# PROBLEM SET
**1.** Answer these from the text about Selwyn Gwillym Blaylock, one answer per line:
(a) In which town was he born?
(b) In what year did he become Cominco's general manager?
(c) In which years was he President of the Canadian Institute of Mining, Metallurgy and Petroleum?
**2.** How many lines of the records contain the string "white"? Case matters, and give only the number.

* begin DOCUMENT TEXT *

Selwyn Gwillym Blaylock (February 18, 1879 – November 19, 1945) was a part of starting the mining industry in western Canada. He was president of Teck Resources, recipient of several international awards for his work in metallurgy, and was the President of the Canadian Institute of Mining, Metallurgy and Petroleum in 1934–35. For his work he was inducted into the Canadian Mining Hall of Fame.

Early life
He was born in Paspébiac, Quebec. Blaylock attended Bishop's College School in Lennoxville, Quebec. In 1899, he obtained a B.Sc. from McGill University.

Career
After graduating, he moved west and obtained work as a surveyor for the Canadian Smelting Works in Trail, British Columbia. Two years later, he became the company's chief chemist, but soon moved to Nelson, British Columbia to become general superintendent of the Hall Mines Smelter, then general superintendent of the St. Eugene mines. In 1908, Blaylock joined the Consolidated Mining and Smelting Company (Cominco). In 1919, he became Cominco's general manager. In 1922 a director, vice-president in 1927, managing director in 1938 and president in 1939.

* end DOCUMENT TEXT *
* begin GIVEN INFORMATION *

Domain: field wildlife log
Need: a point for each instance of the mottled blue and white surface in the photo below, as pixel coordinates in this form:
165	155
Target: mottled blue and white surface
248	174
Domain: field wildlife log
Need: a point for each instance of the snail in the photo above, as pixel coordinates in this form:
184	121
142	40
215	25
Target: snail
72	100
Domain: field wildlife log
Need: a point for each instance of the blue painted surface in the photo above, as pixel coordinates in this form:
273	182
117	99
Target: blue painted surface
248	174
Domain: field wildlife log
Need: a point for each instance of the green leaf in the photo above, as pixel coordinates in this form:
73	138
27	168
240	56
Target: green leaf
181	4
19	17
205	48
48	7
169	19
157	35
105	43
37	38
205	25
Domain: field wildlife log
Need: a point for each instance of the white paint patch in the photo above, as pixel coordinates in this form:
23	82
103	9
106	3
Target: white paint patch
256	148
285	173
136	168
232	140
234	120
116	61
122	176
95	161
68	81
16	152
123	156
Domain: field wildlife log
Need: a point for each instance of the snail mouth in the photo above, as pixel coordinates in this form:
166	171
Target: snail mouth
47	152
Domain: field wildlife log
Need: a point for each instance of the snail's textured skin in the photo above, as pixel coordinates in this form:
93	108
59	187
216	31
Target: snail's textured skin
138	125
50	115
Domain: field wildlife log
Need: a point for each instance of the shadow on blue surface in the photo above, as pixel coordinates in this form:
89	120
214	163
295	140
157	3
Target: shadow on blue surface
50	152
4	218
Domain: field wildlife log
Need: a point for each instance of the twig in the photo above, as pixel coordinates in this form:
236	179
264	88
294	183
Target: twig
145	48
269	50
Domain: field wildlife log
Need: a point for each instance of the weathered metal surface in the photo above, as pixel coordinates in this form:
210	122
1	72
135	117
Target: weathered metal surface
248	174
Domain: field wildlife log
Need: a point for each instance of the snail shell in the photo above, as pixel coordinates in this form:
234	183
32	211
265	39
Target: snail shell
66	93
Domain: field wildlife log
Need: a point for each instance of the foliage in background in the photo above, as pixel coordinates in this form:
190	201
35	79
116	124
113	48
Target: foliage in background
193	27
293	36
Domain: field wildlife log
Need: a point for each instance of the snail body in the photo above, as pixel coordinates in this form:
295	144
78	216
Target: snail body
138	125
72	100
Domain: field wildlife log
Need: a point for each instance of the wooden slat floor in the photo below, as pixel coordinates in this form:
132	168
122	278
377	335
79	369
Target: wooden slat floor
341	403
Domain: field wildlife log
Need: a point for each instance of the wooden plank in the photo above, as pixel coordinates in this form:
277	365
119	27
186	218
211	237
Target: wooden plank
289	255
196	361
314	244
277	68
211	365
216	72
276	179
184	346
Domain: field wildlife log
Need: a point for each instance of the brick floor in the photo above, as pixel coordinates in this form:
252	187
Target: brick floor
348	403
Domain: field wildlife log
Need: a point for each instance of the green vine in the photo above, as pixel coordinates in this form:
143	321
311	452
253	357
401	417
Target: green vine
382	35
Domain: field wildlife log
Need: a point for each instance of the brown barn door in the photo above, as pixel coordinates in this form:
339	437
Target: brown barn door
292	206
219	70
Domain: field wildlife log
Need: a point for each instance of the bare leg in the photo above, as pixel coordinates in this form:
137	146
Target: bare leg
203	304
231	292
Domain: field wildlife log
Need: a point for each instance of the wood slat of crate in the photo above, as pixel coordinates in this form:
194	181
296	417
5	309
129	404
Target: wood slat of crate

* end GIVEN INFORMATION *

# FULL ANSWERS
**1.**
(a) Paspébiac, Quebec
(b) 1919
(c) 1934–35

**2.** 4